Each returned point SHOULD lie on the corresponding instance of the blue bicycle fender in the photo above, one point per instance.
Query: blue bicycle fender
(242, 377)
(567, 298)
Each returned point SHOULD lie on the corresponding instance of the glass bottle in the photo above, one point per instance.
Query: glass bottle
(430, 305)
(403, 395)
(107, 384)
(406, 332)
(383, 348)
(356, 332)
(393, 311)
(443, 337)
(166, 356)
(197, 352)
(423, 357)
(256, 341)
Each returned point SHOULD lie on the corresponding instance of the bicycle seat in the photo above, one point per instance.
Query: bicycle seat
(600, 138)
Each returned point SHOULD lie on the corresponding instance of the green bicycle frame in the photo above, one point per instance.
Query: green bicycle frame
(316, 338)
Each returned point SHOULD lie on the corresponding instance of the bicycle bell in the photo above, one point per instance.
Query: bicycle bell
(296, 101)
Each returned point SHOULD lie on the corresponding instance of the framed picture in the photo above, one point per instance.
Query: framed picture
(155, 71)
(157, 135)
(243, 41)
· · · ·
Work required »
Once the line with "Query: glass bottle" is found, write out that line and every one after it through the last line of the records, exactly and with nothing else.

Answer »
Query: glass bottle
(430, 305)
(403, 395)
(107, 384)
(406, 332)
(383, 348)
(356, 332)
(393, 311)
(443, 337)
(166, 356)
(197, 352)
(423, 357)
(256, 341)
Each returned point SHOULD lie on the corresponding instance of the bicycle seat in the photo above, one point per instance.
Query: bicycle seat
(600, 138)
Each returned point SHOULD lie on the corresponding instance of the green bicycle frame in the photo above, one point per instance.
Query: green bicycle frame
(316, 338)
Each returned point SHOULD lie on the corresponding instance of the bicycle bell in the photo above, one point per instance.
Query: bicycle bell
(296, 101)
Each returned point SHOULD lie on the corresponding instance of the framed picture in the photo above, one point per instance.
Query: framed picture
(155, 71)
(157, 135)
(243, 41)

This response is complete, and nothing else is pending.